During the past few years, Kamasi Washington has found himself in places a jazz musician never would have expected to be. With the release of his aptly named 2015 triple LP, The Epic, the L.A. saxophonist and bandleader was deemed the genre’s next big thing. So there he was, in the studio with Kendrick Lamar and St. Vincent, or sharing a bill with Lamar and D’Angelo at a festival in Australia. Not to mention the time Herbie Hancock previewed some of his upcoming album for Washington. “He was like, ‘Check this one out,’ ” Washington says. “To have Herbie Hancock press ‘play’ for me is the type of thing that went beyond the dreams I ever had as a kid.”

This year marks another didn’t-see-that-coming milestone for Washington. The 39-year-old wrote and, with his band, performed the score for Becoming, the Michelle Obama documentary currently airing on Netflix. The soundtrack, out today, is another musical change-up for Washington. Coming after ambitious, genre-stuffed undertakings like The Epic and 2018’s Heaven and Earth, the 15 brief tracks on Becoming take in meditative piano pieces, rhythmic rumble, and light, breezy themes that recall Seventies orchestral disco.

Washington was approached about writing the score by the film’s director, Nadia Hallgren. After watching a rough cut, Washington, who voted for Barack Obama in 2008 and 2012, signed on. “I always thought Michelle Obama was an amazing person when I would watch her interviews,” he recalls, “but the chance to hear her talking about her way of thinking about life — and saying what’s important and not — was really cool, so I was definitely interested in doing it.”

The work itself turned out to be far more intense than he’d imagined. Washington had only a few short weeks to compose and record the music, which he began writing while on a jazz cruise in January. For starters, Washington scanned the Obamas’ individual playlists to get a sense of what music they gravitated toward. “They like a certain kind of Motown-ish soul and R&B,” he says. “It’s hard to put into words, but there was a feel I could hear in the music they’re into.”

In the course of those few weeks, Washington conceived interludes that played off that sense of their taste, along with the moods of particular scenes. “Song for Fraser,” which accompanies reflections on Michelle Obama’s deceased father, is pensive and pretty. “Provocation,” heard in the segment of Becoming that addresses the often racist backlash to Barack’s election, is dark and brooding. “The idea that a person will hate you because of the way you look, that’s a harsh reality, so that piece is meant to be reflective of the thoughts behind that kind of thinking,” he says. “That’s why I put a contrapuntal movement in it. As an African American you read about and see those things, and they cause a rush of all kinds of thoughts.”

> [Listed records]:
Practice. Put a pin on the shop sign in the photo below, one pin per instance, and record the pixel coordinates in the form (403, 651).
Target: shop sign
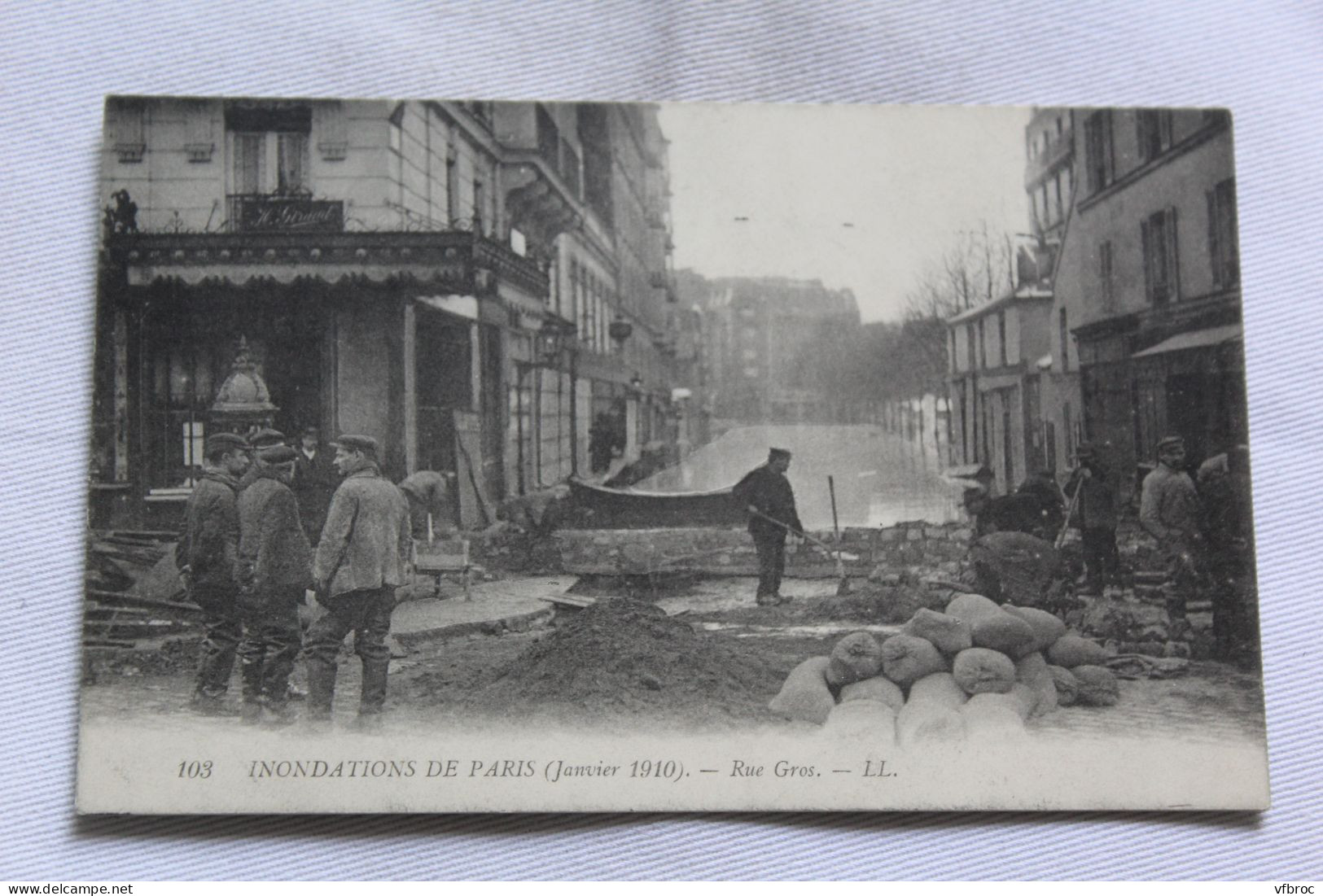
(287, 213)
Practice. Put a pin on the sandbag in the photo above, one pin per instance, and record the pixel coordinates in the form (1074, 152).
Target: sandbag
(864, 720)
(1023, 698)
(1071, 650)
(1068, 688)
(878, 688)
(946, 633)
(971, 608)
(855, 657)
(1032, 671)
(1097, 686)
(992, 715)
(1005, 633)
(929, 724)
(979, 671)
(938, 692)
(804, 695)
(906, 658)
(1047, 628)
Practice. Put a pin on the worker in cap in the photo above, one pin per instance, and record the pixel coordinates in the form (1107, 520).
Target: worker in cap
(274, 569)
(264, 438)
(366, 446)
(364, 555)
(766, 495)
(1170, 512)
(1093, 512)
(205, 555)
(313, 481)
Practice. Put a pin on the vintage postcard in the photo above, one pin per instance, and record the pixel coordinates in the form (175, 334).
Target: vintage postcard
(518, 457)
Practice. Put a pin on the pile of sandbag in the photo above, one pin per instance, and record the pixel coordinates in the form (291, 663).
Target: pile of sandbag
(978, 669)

> [Given exercise]:
Set down the passage from the Kamasi Washington article above, starting with "This year marks" and going on through "Seventies orchestral disco.", with the wording unchanged.

> [Final result]:
This year marks another didn’t-see-that-coming milestone for Washington. The 39-year-old wrote and, with his band, performed the score for Becoming, the Michelle Obama documentary currently airing on Netflix. The soundtrack, out today, is another musical change-up for Washington. Coming after ambitious, genre-stuffed undertakings like The Epic and 2018’s Heaven and Earth, the 15 brief tracks on Becoming take in meditative piano pieces, rhythmic rumble, and light, breezy themes that recall Seventies orchestral disco.